» What you should do:
Please return all of the data exactly as written.

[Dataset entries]
▬▬▬▬▬▬

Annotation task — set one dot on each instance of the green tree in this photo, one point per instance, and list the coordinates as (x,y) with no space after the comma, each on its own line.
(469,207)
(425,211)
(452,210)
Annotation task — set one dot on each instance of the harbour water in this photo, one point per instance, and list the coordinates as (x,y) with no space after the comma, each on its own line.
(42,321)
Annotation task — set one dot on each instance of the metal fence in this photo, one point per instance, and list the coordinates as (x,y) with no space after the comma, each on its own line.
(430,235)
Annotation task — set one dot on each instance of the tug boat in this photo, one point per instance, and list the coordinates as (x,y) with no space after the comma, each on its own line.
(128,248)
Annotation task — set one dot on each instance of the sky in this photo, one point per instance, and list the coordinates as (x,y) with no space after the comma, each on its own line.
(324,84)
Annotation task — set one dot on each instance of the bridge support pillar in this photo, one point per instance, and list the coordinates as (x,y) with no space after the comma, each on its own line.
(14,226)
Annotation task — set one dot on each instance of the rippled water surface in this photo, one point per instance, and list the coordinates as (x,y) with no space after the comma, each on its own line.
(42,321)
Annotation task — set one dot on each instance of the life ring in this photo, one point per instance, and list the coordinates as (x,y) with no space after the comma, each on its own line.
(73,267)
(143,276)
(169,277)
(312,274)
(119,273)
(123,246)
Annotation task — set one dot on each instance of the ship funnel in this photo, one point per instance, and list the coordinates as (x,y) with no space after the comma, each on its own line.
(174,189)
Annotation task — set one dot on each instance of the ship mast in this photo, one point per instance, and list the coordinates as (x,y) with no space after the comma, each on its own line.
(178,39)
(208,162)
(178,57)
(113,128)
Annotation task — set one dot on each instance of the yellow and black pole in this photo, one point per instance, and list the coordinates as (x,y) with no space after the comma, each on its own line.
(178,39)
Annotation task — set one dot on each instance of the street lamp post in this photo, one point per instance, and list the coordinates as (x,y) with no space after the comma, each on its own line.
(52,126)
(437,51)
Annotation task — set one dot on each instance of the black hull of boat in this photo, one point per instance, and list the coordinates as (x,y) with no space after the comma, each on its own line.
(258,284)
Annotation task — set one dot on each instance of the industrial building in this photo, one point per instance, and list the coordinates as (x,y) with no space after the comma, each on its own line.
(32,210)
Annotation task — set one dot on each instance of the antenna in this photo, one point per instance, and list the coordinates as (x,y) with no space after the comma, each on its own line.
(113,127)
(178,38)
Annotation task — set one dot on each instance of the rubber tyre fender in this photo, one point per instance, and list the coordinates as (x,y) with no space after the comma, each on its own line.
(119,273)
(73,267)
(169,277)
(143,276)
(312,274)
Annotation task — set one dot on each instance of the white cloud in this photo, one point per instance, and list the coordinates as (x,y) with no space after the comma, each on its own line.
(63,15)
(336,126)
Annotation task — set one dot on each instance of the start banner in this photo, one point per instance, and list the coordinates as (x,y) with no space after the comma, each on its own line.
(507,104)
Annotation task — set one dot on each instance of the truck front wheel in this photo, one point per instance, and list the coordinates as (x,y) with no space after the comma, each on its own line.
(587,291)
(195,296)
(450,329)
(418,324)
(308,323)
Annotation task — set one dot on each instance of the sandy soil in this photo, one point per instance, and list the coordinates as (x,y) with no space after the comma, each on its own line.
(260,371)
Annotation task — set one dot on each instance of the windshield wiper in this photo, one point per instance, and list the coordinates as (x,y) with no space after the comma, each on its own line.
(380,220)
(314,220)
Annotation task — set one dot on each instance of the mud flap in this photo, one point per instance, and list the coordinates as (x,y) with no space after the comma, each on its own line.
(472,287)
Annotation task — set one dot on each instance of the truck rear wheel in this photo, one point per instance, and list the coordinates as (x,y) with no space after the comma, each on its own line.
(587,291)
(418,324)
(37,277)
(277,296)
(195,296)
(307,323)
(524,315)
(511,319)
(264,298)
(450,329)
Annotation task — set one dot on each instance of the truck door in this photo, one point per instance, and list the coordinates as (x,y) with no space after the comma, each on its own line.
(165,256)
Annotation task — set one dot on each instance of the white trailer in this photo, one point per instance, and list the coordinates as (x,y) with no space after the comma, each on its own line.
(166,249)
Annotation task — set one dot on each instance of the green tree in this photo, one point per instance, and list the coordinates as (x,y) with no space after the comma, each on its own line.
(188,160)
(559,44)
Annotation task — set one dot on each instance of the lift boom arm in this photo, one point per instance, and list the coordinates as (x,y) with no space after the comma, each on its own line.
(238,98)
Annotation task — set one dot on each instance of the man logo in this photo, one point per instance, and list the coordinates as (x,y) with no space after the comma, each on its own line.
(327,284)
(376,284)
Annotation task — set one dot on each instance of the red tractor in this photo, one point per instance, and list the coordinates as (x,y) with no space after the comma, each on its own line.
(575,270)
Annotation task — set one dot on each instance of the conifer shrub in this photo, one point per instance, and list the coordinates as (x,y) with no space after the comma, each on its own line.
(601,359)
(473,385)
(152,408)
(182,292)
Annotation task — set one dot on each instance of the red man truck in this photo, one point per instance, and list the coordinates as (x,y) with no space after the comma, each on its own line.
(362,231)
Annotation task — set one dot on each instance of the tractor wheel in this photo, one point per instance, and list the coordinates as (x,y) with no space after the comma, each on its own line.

▬▬▬▬▬▬

» The completed task:
Annotation task — set one dot on each instance of the green tree in this photo, one point per instance, and list the coordinates as (x,y) with no space after the comma, each on its own line.
(469,207)
(425,211)
(452,210)
Annotation task — set one dot on each instance of the harbour water in this photo, one point per instance, and list the coordinates as (x,y) with no space after the comma, each on its own line.
(42,321)
Annotation task — set one dot on each instance of the metal fence in this photo, one point per instance, and list the coordinates as (x,y) with no space after the comma, each on its own line.
(430,235)
Annotation task — set one dot on each instance of the tug boat in this photo, one point per instance, and list the coordinates as (x,y) with no space after the comma, each on its own line.
(128,248)
Annotation task — set one dot on each instance of the sky in this photo, one point per instance, and list the coordinates as (x,y) with no space after the comma, each on its own line.
(324,84)
Annotation task — set one dot on each instance of the bridge support pillar in this photo, one point per instance, and list the coordinates as (x,y) with no space after the comma, each on its own line.
(14,226)
Annotation task — set one dot on each instance of the rippled water surface in this photo, one point per instance, and list the coordinates as (x,y) with no space after the comma, each on its own line.
(42,321)
Annotation task — set one dot on each instance of the life ring in this photo, one point per instance, and list the coordinates as (x,y) with no space after the comma, each on its own line.
(73,267)
(143,276)
(169,277)
(312,274)
(119,273)
(123,246)
Annotation task — set one dot on each instance of the ship funnel in this photo, one point per instance, and list the coordinates as (x,y) with no space after the comma, each on its own line.
(174,189)
Annotation task — set one dot on each instance of the ship mast in this photo, one point per instance, and list the coordinates as (x,y) with no space after the comma, each on its own line.
(178,39)
(208,162)
(178,57)
(113,128)
Annotation task — set one dot on each instance of the yellow and black pole in this photo, one point per instance, and list the coordinates as (x,y) with no space after the comma, each on its own line.
(178,39)
Annotation task — set one dot on each instance of the street lamp post in this photo, one point per instance, and list the coordinates as (x,y) with no space after the comma, each on its own line.
(52,126)
(437,51)
Annotation task — set one dot on each instance of the black hull of boat in this photo, one point per instance, and list the coordinates as (x,y) with no space after the comma, each on its own line.
(258,284)
Annotation task — set one dot on each instance of the industrial building in this photo, one point per instance, and list the coordinates as (x,y) with no space after the comma, each on its own line.
(32,210)
Annotation task — set one dot on each instance of the antenna in this photo, one point per instance, and list the coordinates as (x,y) with no space after the comma, each on its own line.
(113,127)
(178,38)
Annotation task — set one dot on each instance of the rubber tyre fender in this photo, one point per instance, and list the coordinates as (x,y) with no space after the comma, each on its own line.
(119,273)
(73,267)
(169,277)
(143,276)
(312,274)
Annotation task — set one dot on each instance of the white cloud in this photo, one point per instance, and list the coordinates as (x,y) with no space after the comma, each on its own line.
(63,15)
(336,126)
Annotation task — set one dot on each instance of the start banner in this photo, one point per instance, and list the coordinates as (x,y) with no space after the comma, each on its own line.
(507,104)
Annotation task — set one dot on each instance of the truck front wheel in this photo, one point per instance, and list the coordinates as (x,y) with no space after the comma, each on its own line.
(587,291)
(195,296)
(450,329)
(418,324)
(308,323)
Annotation task — set one dot on each instance of the sandy soil in this photo, one point per instance, and list the coordinates as (x,y) with no space after the comma, each on its own line.
(260,371)
Annotation task — set one dot on each instance of the windshield wiper in this photo, one point per instance, and list the coordinates as (x,y) with no space after the comma, each on its own line.
(380,220)
(314,220)
Annotation task — set one dot on each instance of the mud flap in this photo, one point per instance, and list the coordinates as (x,y) with no space after the comma, each on its own line.
(472,287)
Annotation task — set one dot on each instance of the truck rear wheel in this photo, one point per instance, and list the coordinates as (x,y) with no space after the comma, each on its own line.
(587,291)
(418,324)
(37,277)
(277,296)
(195,296)
(307,323)
(524,315)
(511,319)
(264,298)
(450,329)
Annotation task — set one dot on each instance of the truck door in this photo, one point per instance, and list the coordinates as (x,y) with no space after the comma, each on its own line.
(165,256)
Annotation task — set one dot on each instance of the white trailer in this photo, one point per instance, and list the coordinates as (x,y) with no space after the comma, each on its own line.
(166,249)
Annotation task — set one dot on each instance of the green tree in this photo, one point per instance, and list the coordinates as (x,y) with no space after the comma, each on its own line.
(188,160)
(559,44)
Annotation task — set one dot on each instance of the lift boom arm in this photo, one point per instance, and list the coordinates as (x,y) with no space after the comma, each on its own line.
(238,98)
Annotation task — set one dot on each instance of the man logo in this photo, one point per instance, and list the coordinates as (x,y) with no space after the comma, each on its own line.
(327,284)
(376,284)
Annotation task — set one dot on each instance of the red tractor in this photo, one point per instance, and list the coordinates as (x,y) with no space after the comma, each on its own line.
(575,270)
Annotation task — set one dot on each instance of the conifer shrub in this photo, one point per instance, and list the coordinates as (x,y) with no space after the comma, each on its own line.
(601,359)
(473,385)
(152,408)
(182,292)
Annotation task — set one dot on each instance of the red man truck in this photo, one point per instance, and list the coordinates as (x,y) with no space after the comma, each on its own line.
(362,231)
Annotation task — set one dot on each instance of the tractor wheel in this photo, one point per instance, and list the coordinates as (x,y) with no space after the comma, each on its own line.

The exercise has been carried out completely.